**Article:**
◆ ◆ ◆ ◆ ◆ ◆ ◆

I would not mind sacrificing top speed for more wheel torque with a bigger FD ratio change. I think it would be a big improvement in acceleration and with the DSG fast shifts and all. No more “slow motion “ when watching tachometer move through the RPM band lol. Based on a search, I do not think one is made but I imagine it may not be possible with the Quattro system?
Do you know i was only thinking about this the other day as i did this on a M3 E46 i had and it made a massive difference to the way the car pulled through each gear ! I had a 3.91 ratio put in and could still hit 170 + mph at 8500rpm crazy !!!
Amazingly, I don’t remember the rear end ratio off the top of my head but it’s the steepest offered across the 5 series range. Uses a ring and pinion gear just like any other diff but I suspect there aren’t aftermarket options available mostly due to the complexity of the rest of the differential. Each axle has a sub-gearset and changing the main ring gear may alter the way those gearsets perform. Just guessing. Here’s a nice video showing the sport differential and how it functions.
One more video, this one has commentary.
Totally forgot to post this up but the rear final drive ratio is 4.375:1 for the RS5.
Blimey i didn’t think it would be as high as that like i say i put a 3.91 in my E46 M3 i thought that was high !
I don’t think that its an interchangeable number between cars because of all the variables. engine output, rpm and overall gearing of transmission come into play. And as high as the RS5’s Final drive ratio (FDR) number is, could you imagine how much longer the gears would be if it was… say 3.91? With a 3.91, First gear would get you to a 10%+ higher MPH. You’d probably hit 85 MPH on 2nd lol.
Considering conservation of energy, I think you sacrifice top end for acceleration up to a point. Also, more i think about it, the more complicated it gets in my head lol. So a higher number FDR would mean overall getting more torque from an engine but then you would be going through the low gears faster and at a lower MPH… I dunno anymore.
Where are all the engineering peeps. like James?
I understand what your saying and i do know there is a fine line between going to higher FDR . When i done this on my M3 years ago now, i had to work out what each gear would give in mph at any given rpm but i can’t remember the formula on how i worked it out back then ? I also did this for my Dad’s E39 528 he had and we took the FDR out of a 520 it worked well but his top end was only 130mph but it got there so much quicker ! I also had a friend who had an American muscle car with a supercharger on and he did the same sort of thing with his FDR but it was to high and it ruined the car’s acceleration completely as he had to shift to early in the lower gears and it actually made the car not as quick 0 to 60mph. If we did change the FDR it would have to be worked out correctly so not to do the same sort of thing !
That is the calculation website that I use for comparing different tire and wheel sizes, transmission gear ratios, and final drive gear ratios for gear speed. It spits out the what the vehicle mph would be based on the engine rpm, very close to what it actually is in real application.

◆ ◆ ◆ ◆ ◆ ◆ ◆

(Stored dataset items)
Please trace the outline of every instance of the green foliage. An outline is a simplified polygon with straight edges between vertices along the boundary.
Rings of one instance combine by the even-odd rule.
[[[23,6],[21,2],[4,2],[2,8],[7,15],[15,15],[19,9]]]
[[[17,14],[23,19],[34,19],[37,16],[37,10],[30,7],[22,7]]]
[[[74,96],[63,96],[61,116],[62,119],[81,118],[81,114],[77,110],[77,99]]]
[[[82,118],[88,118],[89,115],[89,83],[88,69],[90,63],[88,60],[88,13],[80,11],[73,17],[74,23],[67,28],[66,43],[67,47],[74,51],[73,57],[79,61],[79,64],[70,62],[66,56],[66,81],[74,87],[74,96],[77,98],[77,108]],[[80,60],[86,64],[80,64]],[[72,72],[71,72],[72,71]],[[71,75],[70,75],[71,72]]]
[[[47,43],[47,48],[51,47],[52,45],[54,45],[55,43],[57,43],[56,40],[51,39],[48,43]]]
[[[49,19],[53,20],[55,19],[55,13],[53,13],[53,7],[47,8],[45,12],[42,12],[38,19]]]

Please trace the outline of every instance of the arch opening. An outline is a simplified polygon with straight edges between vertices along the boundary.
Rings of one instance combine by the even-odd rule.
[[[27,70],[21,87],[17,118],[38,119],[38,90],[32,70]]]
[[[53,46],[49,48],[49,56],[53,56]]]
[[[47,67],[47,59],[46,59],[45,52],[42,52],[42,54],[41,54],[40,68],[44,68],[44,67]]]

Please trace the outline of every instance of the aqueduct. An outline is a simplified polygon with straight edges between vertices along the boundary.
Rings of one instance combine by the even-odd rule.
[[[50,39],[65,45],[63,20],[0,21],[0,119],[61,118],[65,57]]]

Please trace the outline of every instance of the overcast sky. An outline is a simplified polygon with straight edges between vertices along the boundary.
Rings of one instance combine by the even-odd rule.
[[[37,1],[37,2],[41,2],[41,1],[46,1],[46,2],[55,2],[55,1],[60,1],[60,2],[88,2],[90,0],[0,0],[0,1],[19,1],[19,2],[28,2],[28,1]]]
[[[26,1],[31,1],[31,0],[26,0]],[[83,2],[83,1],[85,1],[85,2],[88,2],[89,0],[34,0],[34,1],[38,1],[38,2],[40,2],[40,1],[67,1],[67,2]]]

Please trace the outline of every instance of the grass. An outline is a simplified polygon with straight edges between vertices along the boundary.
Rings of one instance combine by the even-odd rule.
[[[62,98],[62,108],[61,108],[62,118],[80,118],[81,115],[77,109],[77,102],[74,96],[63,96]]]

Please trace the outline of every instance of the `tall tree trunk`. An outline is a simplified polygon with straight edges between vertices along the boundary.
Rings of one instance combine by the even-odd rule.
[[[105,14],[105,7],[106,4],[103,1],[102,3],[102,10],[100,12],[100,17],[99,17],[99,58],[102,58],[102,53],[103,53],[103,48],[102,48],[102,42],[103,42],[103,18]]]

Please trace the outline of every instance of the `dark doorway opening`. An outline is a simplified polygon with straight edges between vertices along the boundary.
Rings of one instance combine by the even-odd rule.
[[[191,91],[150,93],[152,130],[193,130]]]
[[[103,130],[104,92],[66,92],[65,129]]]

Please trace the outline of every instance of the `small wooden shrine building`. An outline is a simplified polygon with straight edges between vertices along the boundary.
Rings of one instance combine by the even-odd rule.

◆ ◆ ◆ ◆ ◆ ◆ ◆

**Exercise instructions:**
a - Summarize the final drive ratio discussion in two sentences.
b - Switch "foliage" to "vegetation" in the listing from its start through the line containing "[[[17,14],[23,19],[34,19],[37,16],[37,10],[30,7],[22,7]]]", and return only that stretch with everything else left unchanged.

**Answer set:**
a - One participant would trade top speed for more wheel torque through a bigger final drive ratio change but thinks no such part is made and wonders whether the Quattro system allows it, while another reports that a 3.91 ratio in an E46 M3 made a massive difference, and the rear final drive ratio of the RS5 is given as 4.375:1. Others point out that the ratio is not interchangeable between cars because of the many variables and that a ratio set too high can ruin a car's acceleration, so any change would have to be worked out correctly.

b -
Please trace the outline of every instance of the green vegetation. An outline is a simplified polygon with straight edges between vertices along the boundary.
Rings of one instance combine by the even-odd rule.
[[[23,6],[21,2],[4,2],[2,8],[7,15],[15,15],[19,9]]]
[[[17,14],[23,19],[34,19],[37,16],[37,10],[30,7],[22,7]]]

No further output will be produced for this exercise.